(Segmentation annotation records)
+++++
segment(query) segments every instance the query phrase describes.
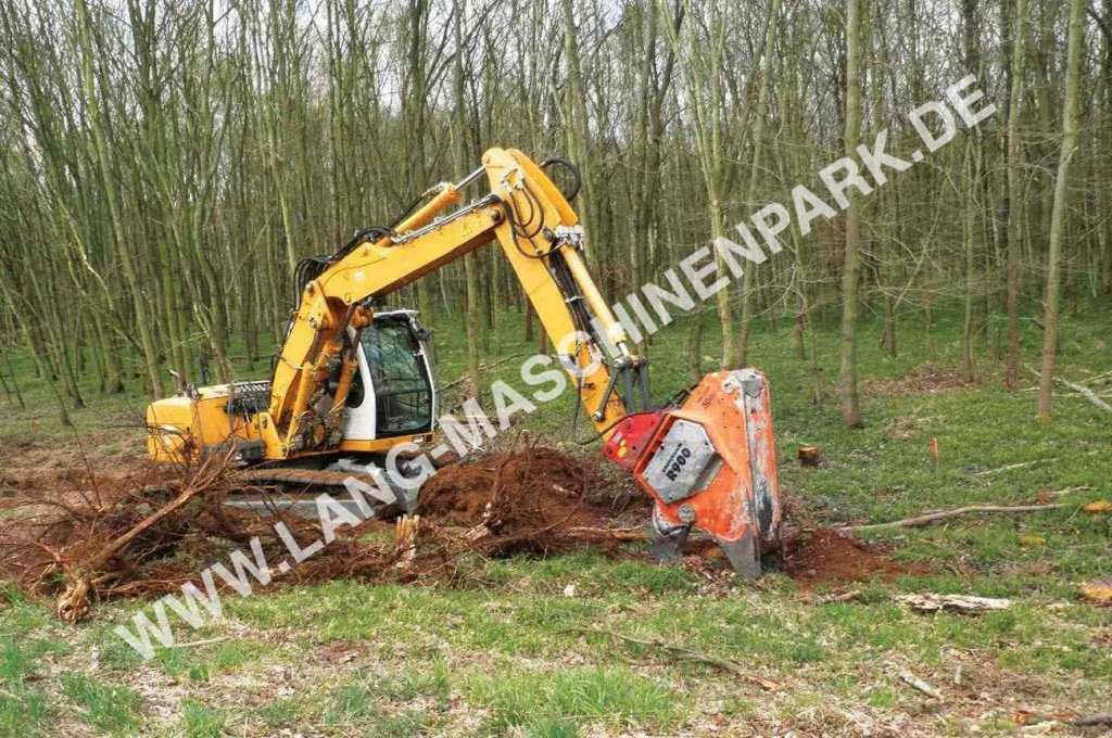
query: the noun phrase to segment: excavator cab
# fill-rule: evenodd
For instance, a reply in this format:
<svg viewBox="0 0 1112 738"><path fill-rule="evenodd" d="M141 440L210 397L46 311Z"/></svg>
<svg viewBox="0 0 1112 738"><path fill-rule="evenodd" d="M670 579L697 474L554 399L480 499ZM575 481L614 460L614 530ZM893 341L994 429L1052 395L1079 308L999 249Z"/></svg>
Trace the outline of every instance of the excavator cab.
<svg viewBox="0 0 1112 738"><path fill-rule="evenodd" d="M437 398L430 337L415 310L375 313L359 335L359 367L344 413L345 440L433 431Z"/></svg>
<svg viewBox="0 0 1112 738"><path fill-rule="evenodd" d="M572 176L569 190L549 179L554 168ZM465 202L463 192L479 182L486 192ZM250 481L337 486L349 473L375 477L381 457L433 440L437 402L429 333L416 312L376 306L496 243L604 452L653 498L657 556L676 558L688 532L699 530L744 576L775 566L782 516L764 375L711 373L654 406L648 360L587 267L570 205L578 183L567 161L536 163L492 148L480 167L430 188L390 226L364 228L336 252L302 259L294 273L297 308L270 380L192 388L151 403L150 456L181 460L232 443L254 465L244 477ZM408 507L407 496L395 497L396 507Z"/></svg>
+++++
▸ **Stated goal**: Could you recast the material above, from its start through the line with "Trace the outline", as a numbered list, omitting any blank lines and leaving out the pictures?

▸ **Result of the exercise**:
1. segment(query) segments every instance the query phrase describes.
2. query: the noun phrase to segment: excavator cab
3. # fill-rule: evenodd
4. For instance, a reply in this format:
5. <svg viewBox="0 0 1112 738"><path fill-rule="evenodd" d="M141 440L210 397L46 311Z"/></svg>
6. <svg viewBox="0 0 1112 738"><path fill-rule="evenodd" d="M670 579L697 474L554 399L480 499ZM575 481L614 460L614 530ZM893 341L994 429L1052 395L1079 308L999 249Z"/></svg>
7. Trace the outline of every instance of the excavator cab.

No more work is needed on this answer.